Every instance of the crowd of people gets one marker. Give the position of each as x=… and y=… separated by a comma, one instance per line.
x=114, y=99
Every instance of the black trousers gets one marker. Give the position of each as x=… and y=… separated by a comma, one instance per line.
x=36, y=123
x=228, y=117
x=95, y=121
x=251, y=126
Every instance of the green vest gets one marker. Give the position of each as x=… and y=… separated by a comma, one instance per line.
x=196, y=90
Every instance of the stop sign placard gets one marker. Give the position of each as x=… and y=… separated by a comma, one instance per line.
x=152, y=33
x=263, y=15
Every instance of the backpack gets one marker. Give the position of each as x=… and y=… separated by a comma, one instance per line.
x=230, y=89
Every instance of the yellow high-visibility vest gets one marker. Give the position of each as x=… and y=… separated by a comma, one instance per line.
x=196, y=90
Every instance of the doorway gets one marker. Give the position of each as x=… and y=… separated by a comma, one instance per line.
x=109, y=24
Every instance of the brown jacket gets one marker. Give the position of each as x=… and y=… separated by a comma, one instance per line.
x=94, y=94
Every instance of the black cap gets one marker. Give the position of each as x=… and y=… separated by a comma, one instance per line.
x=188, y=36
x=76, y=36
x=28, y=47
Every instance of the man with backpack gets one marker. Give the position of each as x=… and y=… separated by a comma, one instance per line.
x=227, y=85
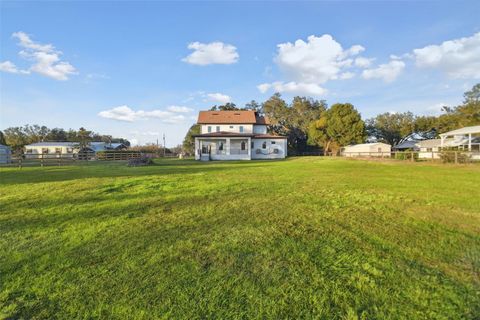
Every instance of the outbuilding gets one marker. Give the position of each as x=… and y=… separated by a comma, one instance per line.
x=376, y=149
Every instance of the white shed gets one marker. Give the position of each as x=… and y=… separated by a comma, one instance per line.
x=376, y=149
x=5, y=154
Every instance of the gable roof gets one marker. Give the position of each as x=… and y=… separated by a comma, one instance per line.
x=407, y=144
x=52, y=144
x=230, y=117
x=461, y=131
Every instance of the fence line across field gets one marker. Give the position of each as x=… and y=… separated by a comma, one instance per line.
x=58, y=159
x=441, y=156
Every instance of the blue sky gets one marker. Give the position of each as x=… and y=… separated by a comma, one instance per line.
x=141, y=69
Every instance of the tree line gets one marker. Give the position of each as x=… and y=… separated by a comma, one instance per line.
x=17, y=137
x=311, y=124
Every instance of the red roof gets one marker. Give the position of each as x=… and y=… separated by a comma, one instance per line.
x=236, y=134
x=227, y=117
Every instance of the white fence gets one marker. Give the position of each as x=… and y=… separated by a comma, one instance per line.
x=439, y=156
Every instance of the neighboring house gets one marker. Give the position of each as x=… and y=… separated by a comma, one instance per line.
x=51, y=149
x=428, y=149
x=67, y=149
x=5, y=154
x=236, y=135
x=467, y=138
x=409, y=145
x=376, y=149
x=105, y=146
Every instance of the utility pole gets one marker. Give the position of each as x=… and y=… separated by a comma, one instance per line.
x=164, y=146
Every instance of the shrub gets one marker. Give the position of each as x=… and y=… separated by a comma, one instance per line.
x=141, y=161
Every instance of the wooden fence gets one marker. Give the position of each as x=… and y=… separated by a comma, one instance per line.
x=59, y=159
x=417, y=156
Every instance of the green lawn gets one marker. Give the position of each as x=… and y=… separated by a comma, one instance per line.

---

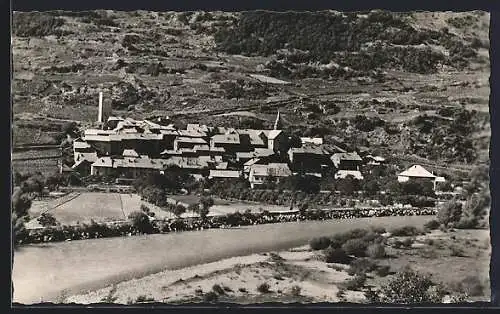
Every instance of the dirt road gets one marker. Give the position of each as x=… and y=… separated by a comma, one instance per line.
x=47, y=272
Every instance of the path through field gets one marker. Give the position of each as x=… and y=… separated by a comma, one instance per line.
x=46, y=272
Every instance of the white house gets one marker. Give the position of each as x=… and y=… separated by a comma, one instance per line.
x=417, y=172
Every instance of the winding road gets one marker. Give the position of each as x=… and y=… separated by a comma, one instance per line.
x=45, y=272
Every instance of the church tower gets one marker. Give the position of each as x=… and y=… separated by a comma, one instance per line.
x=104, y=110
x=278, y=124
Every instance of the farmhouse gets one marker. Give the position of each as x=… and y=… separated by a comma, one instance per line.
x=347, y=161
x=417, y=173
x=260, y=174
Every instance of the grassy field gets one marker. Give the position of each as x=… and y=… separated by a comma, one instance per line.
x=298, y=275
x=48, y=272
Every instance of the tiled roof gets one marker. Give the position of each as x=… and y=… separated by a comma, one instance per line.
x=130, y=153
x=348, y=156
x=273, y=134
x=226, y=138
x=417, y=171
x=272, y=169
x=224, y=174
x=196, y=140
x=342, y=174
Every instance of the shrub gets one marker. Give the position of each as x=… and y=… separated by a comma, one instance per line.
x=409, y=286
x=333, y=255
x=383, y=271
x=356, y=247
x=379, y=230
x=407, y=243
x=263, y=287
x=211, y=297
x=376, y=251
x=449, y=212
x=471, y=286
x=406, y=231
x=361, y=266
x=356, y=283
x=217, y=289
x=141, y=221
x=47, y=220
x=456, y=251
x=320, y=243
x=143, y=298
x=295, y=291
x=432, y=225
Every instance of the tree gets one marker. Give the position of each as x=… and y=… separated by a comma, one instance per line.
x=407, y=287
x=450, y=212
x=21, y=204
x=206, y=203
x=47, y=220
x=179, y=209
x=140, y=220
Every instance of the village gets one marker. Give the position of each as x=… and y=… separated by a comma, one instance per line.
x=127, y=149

==

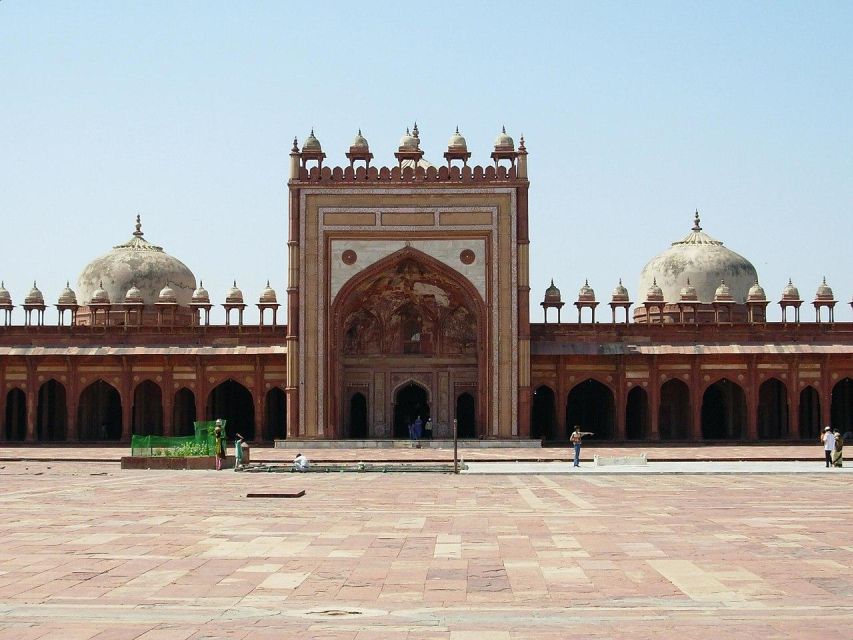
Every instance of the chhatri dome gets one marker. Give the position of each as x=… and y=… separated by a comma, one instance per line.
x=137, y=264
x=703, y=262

■ Task prompt: Will you return exactly the lines above from the one with "Every instance of the neighboring" down to the one with "Every instance of the green lawn", counting both as part of the range?

■ Answer for the task:
Every instance of the neighboring house gets one marker. Give the position of each as x=… and y=… separated by a comma, one instance per line.
x=51, y=149
x=428, y=149
x=67, y=149
x=5, y=154
x=236, y=135
x=467, y=138
x=409, y=145
x=376, y=149
x=105, y=146
Every instance of the utility pole gets one marker. Give the position of each as x=… and y=… separated by a comma, one instance per line.
x=164, y=146
Every instance of the shrub gets one marker. Give the position of each as x=… and y=… separated by a comma, one instance per line.
x=141, y=161
Every instance of the wooden fence gets one marker. Give the position of each as x=… and y=… separated by a comma, one instance per line.
x=59, y=159
x=417, y=156
Every instance of the green lawn gets one marker. Give the position of each as x=… and y=… separated by a comma, one instance per line.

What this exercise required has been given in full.